**Dataset records:**

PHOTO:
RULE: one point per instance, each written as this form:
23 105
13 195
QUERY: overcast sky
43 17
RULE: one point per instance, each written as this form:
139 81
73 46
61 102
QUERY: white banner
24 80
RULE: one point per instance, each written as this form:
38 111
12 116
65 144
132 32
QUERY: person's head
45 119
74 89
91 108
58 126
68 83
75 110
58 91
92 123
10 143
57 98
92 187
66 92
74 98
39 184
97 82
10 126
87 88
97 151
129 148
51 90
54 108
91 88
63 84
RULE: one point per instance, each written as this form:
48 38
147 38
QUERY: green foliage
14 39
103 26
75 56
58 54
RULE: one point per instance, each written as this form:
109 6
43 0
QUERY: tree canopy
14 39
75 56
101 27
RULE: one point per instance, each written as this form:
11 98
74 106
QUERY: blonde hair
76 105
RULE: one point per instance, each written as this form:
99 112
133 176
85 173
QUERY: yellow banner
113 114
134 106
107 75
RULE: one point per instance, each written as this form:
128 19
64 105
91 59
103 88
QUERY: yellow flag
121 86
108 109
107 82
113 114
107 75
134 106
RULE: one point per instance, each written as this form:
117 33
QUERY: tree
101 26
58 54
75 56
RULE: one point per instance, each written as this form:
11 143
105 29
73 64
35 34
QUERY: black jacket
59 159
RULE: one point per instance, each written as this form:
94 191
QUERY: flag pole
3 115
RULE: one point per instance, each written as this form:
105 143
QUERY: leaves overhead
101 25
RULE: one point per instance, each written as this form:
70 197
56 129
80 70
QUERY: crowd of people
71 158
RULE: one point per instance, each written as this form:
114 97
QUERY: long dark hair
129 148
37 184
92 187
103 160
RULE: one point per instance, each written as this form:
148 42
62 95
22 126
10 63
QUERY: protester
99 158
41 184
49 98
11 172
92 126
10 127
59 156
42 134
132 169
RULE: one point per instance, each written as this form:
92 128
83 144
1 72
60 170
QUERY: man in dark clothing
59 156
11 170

**Work to complete:** Transcribe all the entries exactly, as they stand.

**Result of this exercise:**
PHOTO:
RULE: one point per instance, each written as this form:
23 105
13 195
QUERY: overcast sky
43 17
RULE: one point per instance, each written as this form:
139 81
73 46
61 102
QUERY: white banner
24 80
RULE: one point per instance, each written as this form:
38 111
12 116
65 144
132 32
QUERY: person's head
45 119
74 89
91 108
58 126
68 83
75 110
58 91
92 123
10 143
57 98
92 187
66 92
74 98
39 184
97 82
10 126
87 88
97 151
129 148
51 90
54 108
91 88
63 84
RULE: one point per instance, each written as this form:
48 38
147 38
QUERY: green foliage
14 39
103 26
75 56
58 54
RULE: one point per instance, each written as this form:
109 6
43 0
QUERY: tree canopy
14 39
75 56
101 27
RULE: one point per instance, each written as this form:
11 98
74 106
QUERY: blonde hair
76 105
RULE: one point per instance, each written as this form:
99 112
133 176
85 173
QUERY: yellow banner
113 114
134 106
107 75
RULE: one point per instance, each written as this form:
128 19
64 105
91 59
103 88
QUERY: yellow flag
121 86
108 109
107 82
113 114
107 75
134 106
RULE: one point per instance, each written as this form:
117 33
QUERY: tree
101 26
58 54
75 56
RULE: one point per instance, each written as this form:
11 143
105 29
73 64
35 34
QUERY: black jacket
59 159
RULE: one point per instance, each written as this form:
94 191
QUERY: flag pole
3 115
RULE: one point per instance, each written as this form:
105 143
QUERY: leaves overhead
101 25
RULE: one point per instance, each written as this form:
70 197
56 129
80 70
QUERY: crowd of people
71 158
RULE: one point per instance, each written as this form:
114 97
QUERY: long dark hair
129 148
37 184
92 187
103 160
RULE: one point per instance, each written as this form:
148 42
62 95
22 126
10 63
QUERY: protester
99 158
41 184
49 98
11 172
92 126
10 127
59 156
42 134
132 169
RULE: one point per instance, each written as this form:
92 128
83 144
1 72
60 170
QUERY: man in dark clothing
59 156
11 170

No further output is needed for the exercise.